• **TASK**
Beginning at the line that contains "[tag] green leaf (a dot for each instance)", transcribe the remaining lines of the listing exactly; include the final line and omit everything before.

[Excerpts of location labeling data]
START
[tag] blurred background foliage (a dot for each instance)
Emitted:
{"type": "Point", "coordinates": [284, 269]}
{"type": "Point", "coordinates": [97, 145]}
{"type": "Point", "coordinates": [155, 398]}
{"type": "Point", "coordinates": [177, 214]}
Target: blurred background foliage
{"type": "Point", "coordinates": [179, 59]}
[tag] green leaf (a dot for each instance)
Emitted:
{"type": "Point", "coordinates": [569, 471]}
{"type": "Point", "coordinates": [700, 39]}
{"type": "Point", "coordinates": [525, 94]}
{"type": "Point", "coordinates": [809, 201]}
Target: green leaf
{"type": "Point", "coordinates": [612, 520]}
END
• **REPLY**
[tag] green leaf (a dot for each instance)
Emitted:
{"type": "Point", "coordinates": [569, 471]}
{"type": "Point", "coordinates": [700, 39]}
{"type": "Point", "coordinates": [525, 94]}
{"type": "Point", "coordinates": [809, 201]}
Target: green leaf
{"type": "Point", "coordinates": [612, 520]}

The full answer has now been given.